» **Ihre Aufgabe**
Fassen Sie im Text über KI in der Entwicklungszusammenarbeit den Absatz, der mit «KI zu trainieren, ist repetitiv» beginnt, als kurze Stichpunktliste mit seinen wichtigsten Aussagen zusammen.

» **Textauszug**
KI in der Entwicklungszusammenarbeit

Künstliche Intelligenz zwischen Nutzen und Ausbeutung
VON: Madlaina Lippuner - 05. Juni 2025

Künstliche Intelligenz (KI) wird mittlerweile vielfach und erfolgreich eingesetzt, auch in der Nothilfe und in der Entwicklungszusammenarbeit. Doch ihr Hunger nach Daten, Strom, Wasser und Arbeitskraft hat Schattenseiten. Eine Spurensuche. 

Man muss keinen «intelligenten Kühlschrank» besitzen, der anhand seines Inhaltes Kochrezepte vorschlägt und auf Ablaufdaten hinweist, um im Alltag mit künstlicher Intelligenz (KI) in Berührung zu kommen. KI ist längst fester Bestandteil unseres Lebens – sei es in Form von Sprachassistenten auf Smartphones, KI-gestützter Medizin oder intelligenten Systemen, die den Verkehr lenken. Selbstredend, dass KI auch im Engagement gegen Hunger und für mehr Bildung und Gleichstellung, für Sicherheit und Integration eingesetzt wird. Dazu später mehr. 

KI sorgt für prekäre Arbeit 

Zuerst die Schattenseiten: KI muss aufwändig trainiert werden. Das schafft zwar Arbeitsplätze, gerade im Globalen Süden. In Bangladesch, Uganda, Madagaskar oder Indien erhalten Geflüchtete, armutsbetroffene Menschen und Menschen mit Behinderung Geld, indem sie die KI lehren, Daten zu verschlagworten. Gleichzeitig sind die Arbeitsbedingungen oft prekär, unterbezahlt und ohne Aufstiegsmöglichkeiten.  

KI zu trainieren, ist repetitiv, je nach Aufgabe gar traumatisierend. Damit eine KI beispielsweise lernt, Videos über (Selbst-)Morde, sexuelle Übergriffe oder Kindsmissbrauch zu erkennen, muss eine Person die Maschine schulen. Heisst: Ein Mensch muss verstörende Inhalte ansehen, beurteilen und entsprechend markieren. Mitarbeitende, die diese Aufgaben wahrnehmen, erhalten selten psychologische Unterstützung. Die Folge sind Angstzustände, Depressionen und Traumata. Die ausgeführten «Klicks» werden dabei nicht überwacht, um die Angestellten zu schützen, sondern um Geschwindigkeit und Effizienz zu kontrollieren. Wer zu langsam ist, verliert den Job.

» **Einträge**
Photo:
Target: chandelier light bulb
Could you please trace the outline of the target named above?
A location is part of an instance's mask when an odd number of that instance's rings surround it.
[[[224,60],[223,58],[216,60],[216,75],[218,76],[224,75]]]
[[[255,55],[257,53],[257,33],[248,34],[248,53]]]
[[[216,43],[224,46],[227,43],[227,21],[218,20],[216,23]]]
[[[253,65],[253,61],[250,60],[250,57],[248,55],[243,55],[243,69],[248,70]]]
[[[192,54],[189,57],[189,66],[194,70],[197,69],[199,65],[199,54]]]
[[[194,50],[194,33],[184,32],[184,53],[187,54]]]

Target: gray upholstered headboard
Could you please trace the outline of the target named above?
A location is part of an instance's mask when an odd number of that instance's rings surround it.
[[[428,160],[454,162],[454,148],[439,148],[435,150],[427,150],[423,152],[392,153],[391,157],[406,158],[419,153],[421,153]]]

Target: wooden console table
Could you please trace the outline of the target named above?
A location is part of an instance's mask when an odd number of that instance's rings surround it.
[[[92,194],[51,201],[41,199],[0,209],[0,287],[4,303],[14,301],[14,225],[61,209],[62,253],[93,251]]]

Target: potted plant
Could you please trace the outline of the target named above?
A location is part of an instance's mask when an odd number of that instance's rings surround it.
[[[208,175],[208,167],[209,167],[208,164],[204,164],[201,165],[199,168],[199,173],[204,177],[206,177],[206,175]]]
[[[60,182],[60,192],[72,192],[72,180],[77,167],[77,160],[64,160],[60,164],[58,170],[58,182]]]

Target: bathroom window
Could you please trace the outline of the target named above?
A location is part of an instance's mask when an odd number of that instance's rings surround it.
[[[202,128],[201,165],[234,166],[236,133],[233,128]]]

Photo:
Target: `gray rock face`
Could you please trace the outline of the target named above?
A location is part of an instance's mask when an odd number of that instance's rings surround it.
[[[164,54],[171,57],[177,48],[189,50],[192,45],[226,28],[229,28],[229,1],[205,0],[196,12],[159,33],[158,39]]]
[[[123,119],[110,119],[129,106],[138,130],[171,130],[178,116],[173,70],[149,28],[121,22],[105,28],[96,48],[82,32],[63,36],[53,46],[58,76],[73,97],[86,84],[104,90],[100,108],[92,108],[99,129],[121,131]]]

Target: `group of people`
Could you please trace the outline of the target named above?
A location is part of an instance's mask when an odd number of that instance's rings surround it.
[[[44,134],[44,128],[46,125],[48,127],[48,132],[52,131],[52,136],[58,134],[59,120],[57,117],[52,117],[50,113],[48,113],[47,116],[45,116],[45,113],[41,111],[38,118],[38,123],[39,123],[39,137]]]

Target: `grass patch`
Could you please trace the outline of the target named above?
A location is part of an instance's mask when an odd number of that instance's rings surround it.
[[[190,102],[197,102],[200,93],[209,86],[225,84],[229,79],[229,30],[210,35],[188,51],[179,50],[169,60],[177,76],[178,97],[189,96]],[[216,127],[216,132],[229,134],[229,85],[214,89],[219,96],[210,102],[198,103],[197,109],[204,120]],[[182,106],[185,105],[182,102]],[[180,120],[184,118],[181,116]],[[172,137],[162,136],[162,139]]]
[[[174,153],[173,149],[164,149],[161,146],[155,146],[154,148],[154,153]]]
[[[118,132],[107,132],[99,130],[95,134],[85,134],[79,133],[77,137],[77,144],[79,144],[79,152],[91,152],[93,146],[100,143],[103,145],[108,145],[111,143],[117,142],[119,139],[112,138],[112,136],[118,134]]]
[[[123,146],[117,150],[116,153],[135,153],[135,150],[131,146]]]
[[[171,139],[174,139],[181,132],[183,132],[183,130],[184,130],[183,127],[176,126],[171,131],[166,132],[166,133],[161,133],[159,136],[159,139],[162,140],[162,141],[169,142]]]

» **Lösung**
- Das Training von KI ist repetitiv und je nach Aufgabe sogar traumatisierend.
- Damit eine KI etwa Videos über (Selbst-)Morde, sexuelle Übergriffe oder Kindsmissbrauch erkennt, müssen Menschen verstörende Inhalte ansehen, beurteilen und markieren.
- Diese Mitarbeitenden erhalten selten psychologische Unterstützung. Die Folgen sind Angstzustände, Depressionen und Traumata.
- Ihre Klicks werden überwacht, um Geschwindigkeit und Effizienz zu kontrollieren. Dem Schutz der Angestellten dient das nicht.
- Wer zu langsam ist, verliert den Job.